[[ EXCERPT TO READ, beginning ]]
Posted by: siriosa at April 21, 2007 06:44 AM
Oh, man, Ron, I'm sorry.
I have an ex who's crumpled up in a wheel chair dying of brain cancer, and, along with grief, I feel terror at the fragility of life, and how peace of mind can be ripped away in a second. When Miss Patsy rides off on her bicycle every day, I can't even watch her because I'm struck with terror that something might happen to her.
It's so visceral, I feel the horror and terror rise up out of the center of my chest.
For me what helps is to exercise myself into exhaustion and make sad playlists for my iPod and have controlled crying jags while I listen. And to kind of throw my consciousness out into the world by noticing how visually beautiful are the birds and blossoms, the East River and Brooklyn Bridge (where I run with my dog).
You want I should send you a zip file of mp3s?
My current playlist is called "Lord Have Mercy!" because I can't find an atheistic way of saying it that packs as much in as "Lord Have Mercy!"--which just keeps springing to my lips. Anyway, it's got songs by The Wailin Jennys, Martha Wainwright, Etta James, Nanci Griffith and some others. I think you wrote about Emmy Lou once, you'd probably like it. I'm crazy about the Be Good Tanyas right now. They're all slurry-voiced and sad harmony with heart-piercing lyrics.
Posted by: B. Dagger Lee at April 21, 2007 02:47 PM
I know. It becomes a reflex. Then you catch yourself, remind yourself that you don't have to be afraid of that anymore because it already happened, and then you get to feel the horror and loss of it having already happened all over again just like the first time, except maybe condensed slightly. It's like waking up and finding out that it wasn't all a dream and they're really gone, and the having them back happy, healthy and alive was the dream. It sucks.
[[ EXCERPT TO READ, end ]]
[[ GIVEN DATA, beginning ]]
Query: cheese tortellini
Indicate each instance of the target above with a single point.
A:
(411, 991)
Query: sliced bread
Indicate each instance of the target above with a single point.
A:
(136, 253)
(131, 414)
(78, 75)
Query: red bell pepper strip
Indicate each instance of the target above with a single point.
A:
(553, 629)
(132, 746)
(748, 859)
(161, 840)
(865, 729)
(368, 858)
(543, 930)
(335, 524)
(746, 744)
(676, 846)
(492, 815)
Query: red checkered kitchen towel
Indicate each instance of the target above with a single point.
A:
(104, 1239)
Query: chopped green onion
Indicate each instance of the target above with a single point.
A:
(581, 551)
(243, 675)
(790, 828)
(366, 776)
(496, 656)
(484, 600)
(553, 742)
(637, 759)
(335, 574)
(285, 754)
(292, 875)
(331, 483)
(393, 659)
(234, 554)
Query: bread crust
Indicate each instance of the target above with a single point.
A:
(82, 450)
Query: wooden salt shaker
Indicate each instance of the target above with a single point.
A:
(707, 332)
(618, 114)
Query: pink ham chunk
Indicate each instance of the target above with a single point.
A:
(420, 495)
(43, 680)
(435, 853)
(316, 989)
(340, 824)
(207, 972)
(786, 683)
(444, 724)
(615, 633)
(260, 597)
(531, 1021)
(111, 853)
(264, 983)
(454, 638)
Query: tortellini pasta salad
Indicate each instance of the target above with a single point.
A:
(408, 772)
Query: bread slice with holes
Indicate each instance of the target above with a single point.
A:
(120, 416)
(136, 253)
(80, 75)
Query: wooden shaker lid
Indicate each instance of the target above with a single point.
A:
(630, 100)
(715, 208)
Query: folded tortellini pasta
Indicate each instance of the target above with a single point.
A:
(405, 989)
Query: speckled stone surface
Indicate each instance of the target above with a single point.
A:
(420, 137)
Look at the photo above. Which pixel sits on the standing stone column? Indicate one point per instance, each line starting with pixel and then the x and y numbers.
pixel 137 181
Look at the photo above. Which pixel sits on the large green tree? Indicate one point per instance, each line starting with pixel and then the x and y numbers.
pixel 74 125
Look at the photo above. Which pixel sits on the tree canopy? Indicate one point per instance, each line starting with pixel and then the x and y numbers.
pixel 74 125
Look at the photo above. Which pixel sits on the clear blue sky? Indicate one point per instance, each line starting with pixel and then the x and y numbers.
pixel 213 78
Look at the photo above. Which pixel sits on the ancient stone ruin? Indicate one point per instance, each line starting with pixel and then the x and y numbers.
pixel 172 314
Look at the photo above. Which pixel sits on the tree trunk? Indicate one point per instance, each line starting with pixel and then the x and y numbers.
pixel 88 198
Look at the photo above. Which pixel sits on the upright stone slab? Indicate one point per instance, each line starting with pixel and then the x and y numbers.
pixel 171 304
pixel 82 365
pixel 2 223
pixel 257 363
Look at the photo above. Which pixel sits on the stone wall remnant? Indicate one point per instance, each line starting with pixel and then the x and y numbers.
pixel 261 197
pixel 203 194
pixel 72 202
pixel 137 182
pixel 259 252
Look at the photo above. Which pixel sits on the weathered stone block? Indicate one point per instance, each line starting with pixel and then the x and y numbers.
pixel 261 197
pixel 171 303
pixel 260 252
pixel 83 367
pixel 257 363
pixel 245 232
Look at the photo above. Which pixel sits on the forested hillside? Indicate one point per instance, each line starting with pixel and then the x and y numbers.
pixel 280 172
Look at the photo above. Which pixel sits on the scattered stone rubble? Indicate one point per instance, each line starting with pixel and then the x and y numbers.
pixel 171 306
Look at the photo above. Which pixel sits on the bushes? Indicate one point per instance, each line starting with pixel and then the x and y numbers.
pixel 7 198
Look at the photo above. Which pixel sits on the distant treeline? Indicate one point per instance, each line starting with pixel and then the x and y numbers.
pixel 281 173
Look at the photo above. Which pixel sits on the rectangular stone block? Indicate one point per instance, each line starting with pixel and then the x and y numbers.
[[ GIVEN DATA, end ]]
# THE TASK:
Rewrite the passage of the comment thread that opens with "Posted by: siriosa" and closes with "with my dog).", replacing "bicycle" with "scooter".

# EXERCISE OUTPUT:
Posted by: siriosa at April 21, 2007 06:44 AM
Oh, man, Ron, I'm sorry.
I have an ex who's crumpled up in a wheel chair dying of brain cancer, and, along with grief, I feel terror at the fragility of life, and how peace of mind can be ripped away in a second. When Miss Patsy rides off on her scooter every day, I can't even watch her because I'm struck with terror that something might happen to her.
It's so visceral, I feel the horror and terror rise up out of the center of my chest.
For me what helps is to exercise myself into exhaustion and make sad playlists for my iPod and have controlled crying jags while I listen. And to kind of throw my consciousness out into the world by noticing how visually beautiful are the birds and blossoms, the East River and Brooklyn Bridge (where I run with my dog).